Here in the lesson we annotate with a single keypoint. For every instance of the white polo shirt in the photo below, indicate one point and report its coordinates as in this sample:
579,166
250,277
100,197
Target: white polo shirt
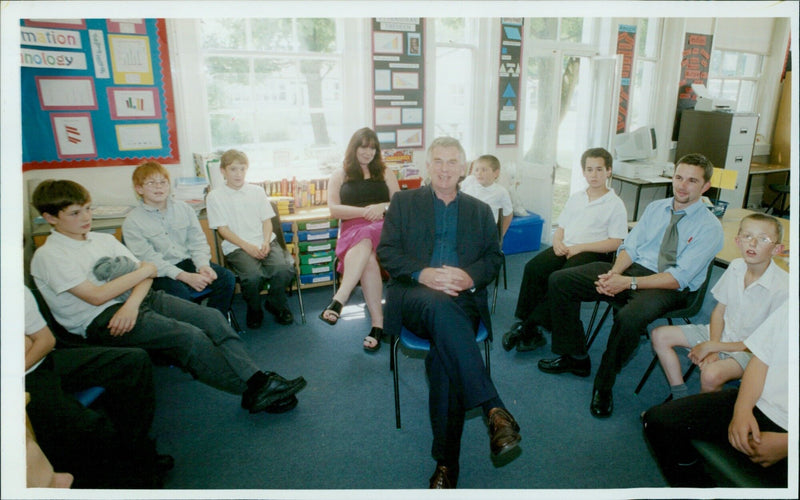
63,263
747,308
242,211
33,321
587,221
770,343
495,195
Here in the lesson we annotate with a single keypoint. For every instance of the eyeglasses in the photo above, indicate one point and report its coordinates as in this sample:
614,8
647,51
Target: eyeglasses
760,240
158,183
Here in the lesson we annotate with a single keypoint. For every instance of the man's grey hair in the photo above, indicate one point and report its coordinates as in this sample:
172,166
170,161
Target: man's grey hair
447,142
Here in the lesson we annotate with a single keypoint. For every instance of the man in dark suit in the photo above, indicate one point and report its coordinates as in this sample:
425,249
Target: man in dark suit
441,250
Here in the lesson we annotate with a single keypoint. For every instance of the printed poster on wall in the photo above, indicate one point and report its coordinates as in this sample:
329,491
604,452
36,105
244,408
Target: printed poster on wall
626,42
694,69
398,70
508,81
95,92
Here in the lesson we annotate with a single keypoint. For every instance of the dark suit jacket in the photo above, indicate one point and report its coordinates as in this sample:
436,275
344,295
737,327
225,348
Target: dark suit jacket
407,246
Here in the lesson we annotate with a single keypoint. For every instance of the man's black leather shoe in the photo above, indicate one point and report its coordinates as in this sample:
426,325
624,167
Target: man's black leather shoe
602,403
274,389
254,318
503,431
512,336
526,344
444,478
282,405
563,364
282,316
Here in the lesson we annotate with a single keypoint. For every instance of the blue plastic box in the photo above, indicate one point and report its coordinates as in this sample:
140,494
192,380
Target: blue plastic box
524,234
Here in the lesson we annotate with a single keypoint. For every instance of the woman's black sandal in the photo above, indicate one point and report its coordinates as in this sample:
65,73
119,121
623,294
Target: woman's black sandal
377,334
335,307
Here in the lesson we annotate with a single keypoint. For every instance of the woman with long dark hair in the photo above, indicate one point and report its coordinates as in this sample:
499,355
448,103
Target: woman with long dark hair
358,195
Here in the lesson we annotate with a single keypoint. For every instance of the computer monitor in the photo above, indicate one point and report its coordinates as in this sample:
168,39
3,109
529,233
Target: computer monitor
637,145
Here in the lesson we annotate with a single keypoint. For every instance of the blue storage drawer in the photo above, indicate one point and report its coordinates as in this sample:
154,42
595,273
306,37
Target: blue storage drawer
524,234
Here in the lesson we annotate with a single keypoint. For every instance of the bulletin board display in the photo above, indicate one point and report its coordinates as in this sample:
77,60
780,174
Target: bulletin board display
626,42
95,92
694,69
398,65
508,81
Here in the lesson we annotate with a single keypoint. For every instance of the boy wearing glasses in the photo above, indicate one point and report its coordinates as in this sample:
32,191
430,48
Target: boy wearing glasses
751,288
167,233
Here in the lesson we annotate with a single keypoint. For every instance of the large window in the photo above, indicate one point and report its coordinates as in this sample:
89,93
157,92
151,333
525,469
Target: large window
734,75
455,76
274,91
645,66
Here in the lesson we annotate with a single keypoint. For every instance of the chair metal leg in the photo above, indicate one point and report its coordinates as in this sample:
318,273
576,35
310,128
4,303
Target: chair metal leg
300,299
234,322
396,376
494,294
646,375
486,345
593,335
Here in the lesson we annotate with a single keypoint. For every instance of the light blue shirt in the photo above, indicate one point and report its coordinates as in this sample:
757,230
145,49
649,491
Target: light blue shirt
700,239
166,238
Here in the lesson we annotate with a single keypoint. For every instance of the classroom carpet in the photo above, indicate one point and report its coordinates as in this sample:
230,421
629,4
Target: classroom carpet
342,435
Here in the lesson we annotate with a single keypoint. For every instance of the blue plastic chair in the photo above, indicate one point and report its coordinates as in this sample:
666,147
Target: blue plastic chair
88,396
411,341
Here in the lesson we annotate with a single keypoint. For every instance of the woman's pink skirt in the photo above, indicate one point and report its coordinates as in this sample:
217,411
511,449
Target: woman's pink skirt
352,232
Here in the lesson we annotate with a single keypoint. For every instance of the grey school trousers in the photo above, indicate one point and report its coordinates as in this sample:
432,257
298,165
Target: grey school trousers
196,338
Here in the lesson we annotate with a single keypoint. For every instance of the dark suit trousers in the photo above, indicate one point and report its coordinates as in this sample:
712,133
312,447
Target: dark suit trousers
95,443
634,311
533,307
458,377
670,427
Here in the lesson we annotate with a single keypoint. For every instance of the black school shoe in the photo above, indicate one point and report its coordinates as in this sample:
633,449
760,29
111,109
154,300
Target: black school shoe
283,316
254,318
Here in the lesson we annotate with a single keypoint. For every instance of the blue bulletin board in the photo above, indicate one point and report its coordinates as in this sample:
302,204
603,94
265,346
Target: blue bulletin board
95,92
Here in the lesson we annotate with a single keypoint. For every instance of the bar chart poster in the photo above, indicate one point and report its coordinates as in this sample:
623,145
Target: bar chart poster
508,81
95,92
694,69
398,84
626,42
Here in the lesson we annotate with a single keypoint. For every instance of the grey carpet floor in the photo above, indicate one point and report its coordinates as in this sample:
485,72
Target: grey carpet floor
342,435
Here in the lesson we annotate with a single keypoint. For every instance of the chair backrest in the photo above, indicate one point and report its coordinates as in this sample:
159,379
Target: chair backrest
500,227
63,337
277,228
695,300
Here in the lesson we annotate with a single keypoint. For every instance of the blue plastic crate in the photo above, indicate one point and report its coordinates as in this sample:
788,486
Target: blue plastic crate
524,234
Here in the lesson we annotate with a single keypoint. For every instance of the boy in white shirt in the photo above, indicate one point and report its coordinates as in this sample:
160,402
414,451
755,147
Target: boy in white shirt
167,233
242,214
751,288
482,184
591,226
196,338
754,420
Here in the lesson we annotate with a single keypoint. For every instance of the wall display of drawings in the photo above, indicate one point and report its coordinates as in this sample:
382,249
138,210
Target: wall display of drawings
626,41
398,81
508,81
694,69
95,92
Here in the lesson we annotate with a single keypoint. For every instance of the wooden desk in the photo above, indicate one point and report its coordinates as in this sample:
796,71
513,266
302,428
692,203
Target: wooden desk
763,169
639,184
730,226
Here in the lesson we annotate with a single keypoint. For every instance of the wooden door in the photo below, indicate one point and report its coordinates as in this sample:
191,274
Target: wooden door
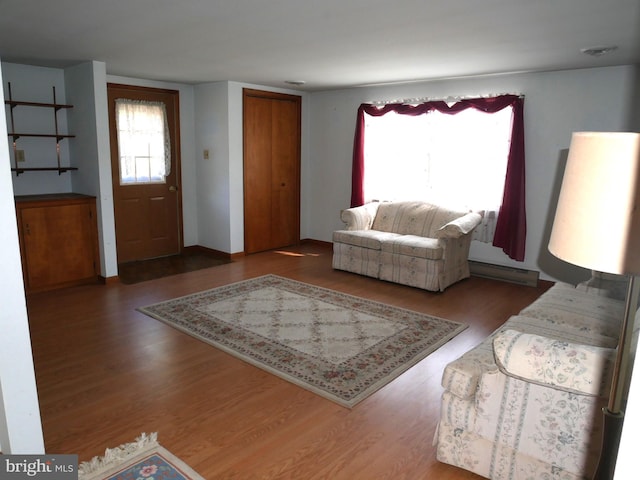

* _ASSIGNMENT_:
Verbatim copy without images: write the records above out in full.

* _SOLUTION TO THE PROBLEM_:
Here in the lesson we annotate with a single keypoint. For every instance of the white polo shirt in the photo below, indicate one point and report its coordinates as in this sample:
579,166
250,277
100,197
Target: white polo shirt
63,263
747,308
242,211
33,321
587,221
770,343
495,195
Here in the lesson we annotate with a single keypoint. For every instance of the eyeglasses in the photo above, indicate one point and report its coordinates as in this sample:
614,8
647,51
Target: eyeglasses
760,240
158,183
Here in the lesson we annotate with a single keypoint. For every instance of the man's grey hair in the photo above, indicate one point and report its coordinates as in this sample:
172,166
170,161
Target: man's grey hair
447,142
Here in the lesson we annotate with a single keypoint. For every instance of the man in dark suit in the photo above, indicate one point and report its coordinates as in this sample:
425,249
Target: man in dark suit
441,250
Here in the lesson we annotate with a single keypoint. For every instance of the printed poster on wall in the photo above, indicate one point and report its coordinates as in this sample:
329,491
604,452
36,105
244,408
Target: printed poster on wall
626,42
694,69
398,70
508,81
95,92
Here in the lesson we annotate with a single keypoint. For every instance of the dark suit jacket in the photo above, indicate one point and report its coordinates as in this sample:
436,275
344,295
737,327
225,348
Target: dark suit jacket
407,246
Here in the lesson we annotate with a single keypoint. For every instance of the man's black leather shoe in the photo above, indicate one point and report its coordinates as in this sample:
426,325
624,167
Target: man's black leather shoe
602,403
274,389
254,318
503,431
512,336
526,344
444,478
282,405
563,364
282,316
Here in the lesson we annotate with a single keypoint. For every instance of the blue plastic box in the photo above, indicate one point and report its coordinates as in this sample:
140,494
192,380
Target: blue plastic box
524,234
Here in the lesson we annotate with a single keypoint. For every instance of the woman's black sandal in the photo above, indicate one point and report its coordinates as in this sample:
65,73
119,121
623,294
Target: woman's black sandal
377,334
335,307
Here in the lesson we annotate with a single keypoint. For every instance of the woman with long dark hair in the photo above, indicate one point and report its coordinates as in this sample:
499,355
448,103
Target: woman with long dark hair
358,195
Here in the lesson we annotate with a single keypoint. For every instance of the computer monitor in the photo above, indicate one point and report its coordinates as in this sample:
168,39
3,109
529,233
Target: computer monitor
637,145
Here in the lesson we annotate with a single keypoint. For every instance of the blue storage drawer in the photo above, indicate one point and report its coordinates as in this sample:
154,42
595,273
306,37
Target: blue storage drawer
524,234
Here in the lesson we annotate with a single keypoint. For every instance of the bulletin board display in the photo above, indicate one point and report its coordinates as in this sample:
77,60
780,174
Target: bulletin board display
626,42
95,92
694,69
398,65
508,81
Here in the lesson we annotate with a single keypoint. For every instance of the boy wearing glasses in the photo above, indicate one point and report its coordinates as in this sample:
32,191
430,48
Target: boy wearing glasses
751,288
167,233
Here in the lesson we annotate with a single keypoint. For every instance of the large window in the photo above, indicate one point and report its coordinates as in this sample:
89,93
157,92
151,333
525,469
Target: large window
734,75
455,76
274,91
645,66
Here in the lesson we annotate with a single keypoint. For every instance of the chair metal leg in the photo above, indicate one point and report its coordinates as in this sample:
318,273
576,35
310,128
4,303
Target: chair metal leg
300,299
234,322
396,376
494,294
646,375
486,345
593,335
Here in the lesson we annotate with a single keypoint. For every instance of the light blue shirt in the photo above, indicate one point and report its coordinates as in this sample:
757,230
145,49
649,491
Target: light blue shirt
700,239
166,238
Here in the lesson we annotate with a single keypoint. For every instance of the classroom carpet in the photo above, indicate one point and report its coordinates as in this sample:
230,421
629,4
Target: classroom carpet
342,435
Here in the lesson we annotate with a single keypoint. For every instance of the blue plastic chair in the photo above, indicate one point and report its coordinates as in this sample:
666,147
Target: blue plastic chair
88,396
411,341
Here in the lesson we annotate with a single keypoint. For every instance of the woman's pink skirt in the photo above, indicate one point and report its coordinates as in this sample:
217,411
511,449
Target: woman's pink skirt
352,232
Here in the lesson we annotate with a single keypoint. For every instance of the grey school trousers in the photo above, indicate one point and report its coordinates as in this sample:
432,257
298,165
Target: grey school trousers
196,338
Here in the lesson we annotate with a single keypoint. For every instance of the dark suit trousers in the photo above, indicate one point and report its coordinates as in this sample:
712,133
312,447
Target: dark suit trousers
95,443
634,311
533,307
458,377
670,427
Here in the lesson we annotate with a single keypoint. For every instance of the black school shoe in the photo above, indicate one point and report its coordinates as in this sample:
633,449
760,29
111,109
154,300
Target: black school shoe
283,316
254,318
Here in the lesson we annotate with a single keypoint. For every instance of the blue bulletin board in the photo above, indicate one point and report its coordinates as in this sample:
302,204
603,94
265,346
Target: blue bulletin board
95,92
Here in the lesson we annotate with a single keypoint. For every instance of the bar chart poster in the photo above, indicate one point and report its coordinates as in this sample:
623,145
Target: bar chart poster
508,81
95,92
694,69
398,84
626,42
Here in the lesson we annotate with a single keypoint. For every instance of the grey carpet floor in the photo above, indicate one point and report its coordinates as in this sample:
485,72
Target: grey carpet floor
342,435
Here in the lesson we annotate with a single keypoint. For every instance of the chair backrest in the photo above, indicate one point and report its coordinates as in this sample:
159,379
Target: chair backrest
500,227
63,337
277,228
695,300
Here in the lesson we annotate with a single keypoint. For every instance of the blue plastic crate in the photo above, indicate one point and report its coordinates as in this sample:
788,486
Target: blue plastic crate
524,234
Here in the lesson we annotate with a single keypoint. For every instance of the boy in white shirt in the photo above, indicate one point and report its coordinates as in this sample:
160,402
414,451
755,147
Target: boy in white shirt
167,233
242,214
751,288
482,184
591,226
196,338
754,420
Here in the lesson we annotate with a single keypoint. For every instance of the wall display of drawings in the photo above, indicate one point and report its coordinates as in this sample:
382,249
138,210
Target: wall display of drawings
626,41
398,81
508,81
694,69
95,92
Here in the lesson we annotate with a single keypoint. For every instance of the wooden desk in the photo above, indicate one point and report its coordinates as in this sample:
796,71
513,266
302,428
692,203
Target: wooden desk
763,169
639,184
730,226
Here in the lesson we annotate with a single keypoint. For every instance of the wooden door in the photo below, indicate one point and report its coordinates as in this sample:
191,274
Target: wooden door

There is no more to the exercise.